Activity A ▸ Output the portion of the Star Trek: Picard passage from "Through it all" up to and including "for electrifying viewing.".
Activity B ▸ Carry the Star Trek: Picard article forward from its last sentence.

Passage ▸
= Beginning of Section =

Through it all Stewart invested the character with all the emotional truth you’d expect from a former RSC player who’s bagged a Laurence Olivier Award or two. 2017’s Logan proved he’s unafraid to revisit a signature role and mine something deeper and darker – his final turn as Professor X, the mutant leader’s mental brilliance now corroded by dementia, is astonishing, and if there’s a touch of that unflinchingly raw performance in the older, guilt-broken Picard then we’re in for electrifying viewing.
Stewart may be Star Trek: Picard’s key weapon but he’s not alone. While the show teams Jean-Luc with a new, mismatched crew of renegades – Romulans and ex-Starfleet officers, including Daredevil’s Michelle Hurd as a character who shares an untold history with Picard – it also returns some 24th Century icons to the screen. Jonathan Frakes and Marina Sirtis encore as Riker and Troi while, more tantalizingly, Brent Spiner is back as the allegedly deceased Data. Dream? Hallucination? Reassembly job in Picard’s shed? No one’s saying, though Spiner has revealed “Data’s story is a part of the thread of the show.”

= End of Section =

Items listed in a dataset:

= Beginning of Section =

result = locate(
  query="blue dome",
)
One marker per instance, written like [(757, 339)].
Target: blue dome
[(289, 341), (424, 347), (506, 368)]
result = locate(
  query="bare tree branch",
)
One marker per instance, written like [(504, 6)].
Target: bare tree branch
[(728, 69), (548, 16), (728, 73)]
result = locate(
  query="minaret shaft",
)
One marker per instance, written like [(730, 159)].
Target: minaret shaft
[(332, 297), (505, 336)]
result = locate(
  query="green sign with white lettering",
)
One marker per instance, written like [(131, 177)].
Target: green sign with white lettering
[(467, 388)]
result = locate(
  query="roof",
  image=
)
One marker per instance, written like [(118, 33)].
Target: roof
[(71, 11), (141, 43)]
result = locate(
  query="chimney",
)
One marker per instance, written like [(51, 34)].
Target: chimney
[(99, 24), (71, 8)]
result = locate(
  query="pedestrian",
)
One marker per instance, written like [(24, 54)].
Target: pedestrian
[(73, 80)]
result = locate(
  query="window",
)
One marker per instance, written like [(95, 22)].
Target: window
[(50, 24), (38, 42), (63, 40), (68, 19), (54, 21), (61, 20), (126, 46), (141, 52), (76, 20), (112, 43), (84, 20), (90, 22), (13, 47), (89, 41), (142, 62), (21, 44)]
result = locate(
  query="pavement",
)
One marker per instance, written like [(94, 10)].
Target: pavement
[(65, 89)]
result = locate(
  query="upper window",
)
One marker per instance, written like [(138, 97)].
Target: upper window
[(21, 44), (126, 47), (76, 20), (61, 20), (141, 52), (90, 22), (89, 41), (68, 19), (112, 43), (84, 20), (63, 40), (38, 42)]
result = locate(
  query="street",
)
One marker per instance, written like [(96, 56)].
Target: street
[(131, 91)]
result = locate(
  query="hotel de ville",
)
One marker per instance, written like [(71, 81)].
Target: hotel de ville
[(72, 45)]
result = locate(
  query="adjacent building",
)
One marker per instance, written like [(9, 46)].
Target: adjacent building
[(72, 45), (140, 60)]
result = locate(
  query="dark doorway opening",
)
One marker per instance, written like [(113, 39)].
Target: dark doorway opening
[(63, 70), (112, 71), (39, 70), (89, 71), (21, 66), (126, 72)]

= End of Section =

Expected answer A ▸
Through it all Stewart invested the character with all the emotional truth you’d expect from a former RSC player who’s bagged a Laurence Olivier Award or two. 2017’s Logan proved he’s unafraid to revisit a signature role and mine something deeper and darker – his final turn as Professor X, the mutant leader’s mental brilliance now corroded by dementia, is astonishing, and if there’s a touch of that unflinchingly raw performance in the older, guilt-broken Picard then we’re in for electrifying viewing.

Expected answer B ▸
Also resurrected are the Borg, in a storyline that promises fresh twists on the hive-minded menace that gave The Next Generation its defining foe. Jonathan Del Arco plays Hugh, first seen in 1992 episode “I Borg”, while Star Trek: Voyager’s Jeri Ryan returns as Seven of Nine, now assimilating into humanity. “She is not the same Seven,” Ryan recently told Digital Spy. “She is much more human. She’s been on Earth for a long time, she has been through a lot.” The presence of the Borg is an intriguing part of the show’s status quo: will Picard be triggered or has he finally conquered his resistance-crushing techno-demons?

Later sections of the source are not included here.